*Objetivos*.
1. Reescreva de forma mais curta o parágrafo do relato sobre os shows de rock que começa com "As coisas eram realmente difíceis", mantendo seus fatos principais.
2. Dê continuidade ao relato sobre a cena de rock local a partir do ponto em que ele termina.

*Trecho do texto*.
===

As coisas eram realmente difíceis no início dos anos 90 por aqui. Tudo: estrutura, espaços, som, patrocínio, divulgação, equipamento e qualidade das bandas, etc. Os shows eram muito esporádicos. No meio da década houve um boom no skate local e junto dos campeonatos tinham shows, de hardcore, metal e o tal indie rock ou rock alternativo. Aconteciam na pista de skate do Rato, no Bairro Industrial, ou em lugares públicos como a Orla de Atalaia, a pista da 13 de julho, a Universidade, o Parque dos Cajueiros, etc. Eu comecei a produzir shows numa casa chamada Mahalo Disco Club, numa avenida grande que liga o centro à praia e que é passagem de todos que saem a noite para bares e shows em geral. A movimentação chamava a atenção de quem passava. O dono era o Jajá, um figura, da Marinha Mercante, super aberto a qualquer banda de rock, empolgado com aquela efervescência. Podia ser metal, pop, punk, o cara não tava nem aí: “se virem com a divulgação e cuidem da portaria, a grana é de vocês. Eu fico com o bar”. Ele ficava de cara com a multidão na porta dia de sábado, aquele bando de moleques de preto, cabelos grandes e espinha na cara. Eu também me impressionava com a quantidade de gente que nunca tinha visto na vida, o fato é que tinha muito rocker de tudo quanto é canto da cidade, carente de show. Eu também ralava: saia de loja em loja pedindo patrocínio e colando cartaz, paralelamente ao trabalho caseiro de mandar e receber cartas, zines, flyers, filipetas de show, demos. Uma correria, mas o bom da adolescência é que a gente tem tempo pra essas coisas. Uma vez Jajá me chamou no canto e veio com um papo estranho: “olha a quantidade de gente que vem pra suas festas, você já pensou no poder do rock e da juventude?”. Eu não tava entendendo nada, só queria tocar com minha banda, mas ele tava falando em política. Queria me convencer a me candidatar a vereador! Hehehe. Hoje dou risada disso, mas realmente se aquela massa apoiasse uma pessoa do meio poderíamos conseguir muita coisa para a cultura em geral. Mas é claro que eu não tinha maturidade pra isso! Só queria “diversão e arte”! Foi mal aí, Jajá!

===

*Dados exibidos*.
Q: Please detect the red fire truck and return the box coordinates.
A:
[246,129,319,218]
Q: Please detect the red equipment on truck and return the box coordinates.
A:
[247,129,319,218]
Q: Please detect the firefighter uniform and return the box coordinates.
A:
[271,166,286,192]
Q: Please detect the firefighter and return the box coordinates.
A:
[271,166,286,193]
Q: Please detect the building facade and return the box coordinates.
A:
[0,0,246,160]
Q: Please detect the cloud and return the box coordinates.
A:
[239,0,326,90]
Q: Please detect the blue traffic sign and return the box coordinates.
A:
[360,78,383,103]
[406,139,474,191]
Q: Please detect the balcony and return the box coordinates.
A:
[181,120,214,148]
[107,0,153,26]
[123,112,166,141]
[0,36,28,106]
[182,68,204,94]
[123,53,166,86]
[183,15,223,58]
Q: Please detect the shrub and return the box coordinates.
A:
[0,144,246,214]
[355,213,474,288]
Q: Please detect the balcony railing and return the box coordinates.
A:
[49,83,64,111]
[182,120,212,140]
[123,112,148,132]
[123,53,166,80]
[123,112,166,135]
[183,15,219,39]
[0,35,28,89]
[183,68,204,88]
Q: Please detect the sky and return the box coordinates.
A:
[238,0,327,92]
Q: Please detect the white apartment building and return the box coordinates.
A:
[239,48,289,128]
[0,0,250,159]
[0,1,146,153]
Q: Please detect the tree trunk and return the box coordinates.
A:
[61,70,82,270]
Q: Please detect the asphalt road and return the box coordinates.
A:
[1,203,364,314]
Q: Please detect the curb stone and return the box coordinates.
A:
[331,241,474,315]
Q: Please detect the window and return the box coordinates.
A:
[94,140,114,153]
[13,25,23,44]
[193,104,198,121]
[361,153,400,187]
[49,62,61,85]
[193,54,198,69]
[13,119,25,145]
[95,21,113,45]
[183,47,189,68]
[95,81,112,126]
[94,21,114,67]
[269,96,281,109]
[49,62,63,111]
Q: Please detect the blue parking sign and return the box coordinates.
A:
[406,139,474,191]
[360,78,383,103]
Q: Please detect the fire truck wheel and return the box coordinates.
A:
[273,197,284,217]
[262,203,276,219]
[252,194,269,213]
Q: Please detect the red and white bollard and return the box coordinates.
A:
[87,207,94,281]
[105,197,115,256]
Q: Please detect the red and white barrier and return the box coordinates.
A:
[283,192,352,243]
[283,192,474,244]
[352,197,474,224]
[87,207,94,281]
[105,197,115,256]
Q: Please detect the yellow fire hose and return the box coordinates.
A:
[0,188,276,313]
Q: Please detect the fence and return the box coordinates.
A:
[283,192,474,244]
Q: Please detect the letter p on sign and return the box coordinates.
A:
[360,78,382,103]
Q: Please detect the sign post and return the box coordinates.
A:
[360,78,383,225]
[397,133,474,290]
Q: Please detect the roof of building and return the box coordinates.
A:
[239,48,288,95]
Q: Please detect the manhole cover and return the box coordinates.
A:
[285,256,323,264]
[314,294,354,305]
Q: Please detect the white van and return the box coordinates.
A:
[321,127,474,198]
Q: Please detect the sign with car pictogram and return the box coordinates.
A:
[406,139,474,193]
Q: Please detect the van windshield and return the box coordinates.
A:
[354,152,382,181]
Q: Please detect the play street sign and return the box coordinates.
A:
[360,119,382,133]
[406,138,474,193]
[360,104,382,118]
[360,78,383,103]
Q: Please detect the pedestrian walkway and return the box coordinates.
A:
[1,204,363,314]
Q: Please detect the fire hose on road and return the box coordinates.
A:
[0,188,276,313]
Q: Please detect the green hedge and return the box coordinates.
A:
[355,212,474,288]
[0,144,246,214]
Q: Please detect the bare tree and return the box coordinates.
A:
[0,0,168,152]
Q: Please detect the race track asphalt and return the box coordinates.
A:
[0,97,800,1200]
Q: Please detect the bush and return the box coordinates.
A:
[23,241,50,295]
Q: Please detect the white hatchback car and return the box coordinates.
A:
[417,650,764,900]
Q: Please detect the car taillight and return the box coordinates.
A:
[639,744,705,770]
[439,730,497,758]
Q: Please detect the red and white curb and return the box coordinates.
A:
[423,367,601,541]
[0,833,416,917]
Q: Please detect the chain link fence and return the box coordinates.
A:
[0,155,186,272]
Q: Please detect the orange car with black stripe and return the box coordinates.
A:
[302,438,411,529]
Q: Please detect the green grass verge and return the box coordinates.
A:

===

*Resultados*.
1. No início dos anos 90, tudo era difícil por aqui: estrutura, espaços, som, patrocínio, divulgação, equipamento e qualidade das bandas. Os shows eram raros. No meio da década, um boom do skate local levou shows de hardcore, metal e indie rock aos campeonatos, em pistas e lugares públicos como a Orla de Atalaia e a Universidade. Comecei a produzir shows no Mahalo Disco Club, numa avenida movimentada que liga o centro à praia. O dono, Jajá, da Marinha Mercante, aceitava qualquer banda de rock. Quem produzia cuidava da divulgação e da portaria e ficava com esse dinheiro, e ele ficava com o bar. Aos sábados, multidões de jovens roqueiros de toda a cidade, carentes de show, lotavam a porta. Eu corria atrás de patrocínio nas lojas, colava cartazes e trocava cartas, zines, flyers e demos. Um dia, Jajá sugeriu que eu me candidatasse a vereador, apostando no poder do rock e da juventude. Hoje rio disso. Aquele público poderia ter conquistado muito para a cultura, mas me faltava maturidade, e eu só queria tocar com minha banda e ter "diversão e arte".

2.
O fato é que, de 1996 a 1998, a gente lotou o lugar semanalmente, e a banda começou a pagar as próprias contas (não tirávamos mais do bolso pra pagar correio e estúdio de ensaio e gravação). Várias pessoas e tribos passaram a organizar seus shows (não só lá) e a cena da cidade tomou forma e força. Eu nunca contabilizei, mas acho que passaram umas 50 bandas de fora por lá, meus contatos de carta viravam telefonemas interurbanos diários e assim também rodei o Brasil (principalmente o Nordeste) com a Snooze, através de intercâmbio de shows. As demos da gente vendiam feito banana na feira, aqui em Aracaju e fora também, e o fato de passar clip da Snooze na MTV e vários jornais grandes terem publicado resenhas elogiosas nos trouxe credibilidade na cidade, na imprensa “normal” e no boca-a-boca da moçada: “os caras são conhecidos fora”. Uma coisa meio provinciana, é verdade! O público era fiel, e a gente começou a participar de várias coletâneas e fazer contato fora do país. Minha referência anterior em relação a isso era a Karne Krua, que já rodava nos fanzines punk desde os anos 80. Foi a primeira banda de rock a lançar um vinil aqui. Eu andava na loja do Silvio (vocalista da Karne Krua e precursor de tudo por aqui), comprava discos lá e era um ponto forte de divulgação, e dia de sábado um monte de gente se reunia pra trocar idéia e ouvir som. O primeiro disco da Snooze saiu no fim de 1998 por um selo de São Paulo (Short Records), e a essa altura já existiam festivais consolidados como o Punka, o Rock-SE estava em sua primeira edição, casas noturnas como o Tequila Café abriam espaço pro rock independente, bandas de fora do estado passavam sempre pela cidade, várias bandas locais gravavam material bom e rodavam por aí (com destaque para o Lacertae e o Warlord). Aconteciam shows na ATPN, no Cultart, no Espaço EMES (lá abrimos pra Raimundos, Planet Hemp, Ira!, etc), em galpões adaptados para festivais, em bares da orla, no interior do estado (Estância, Lagarto, Itabaiana), etc. A Snooze fazia tours maiores também pelo eixo Rio-SP e tocávamos muito em Salvador e em festivais maiores. Entrevistas em zines e revistas eram constantes, vários selos lançando nosso material em fita cassete, e começamos uma relação com a Monstro Discos, que começou no fim dos 90 e viria lançar nosso segundo disco, em 2002.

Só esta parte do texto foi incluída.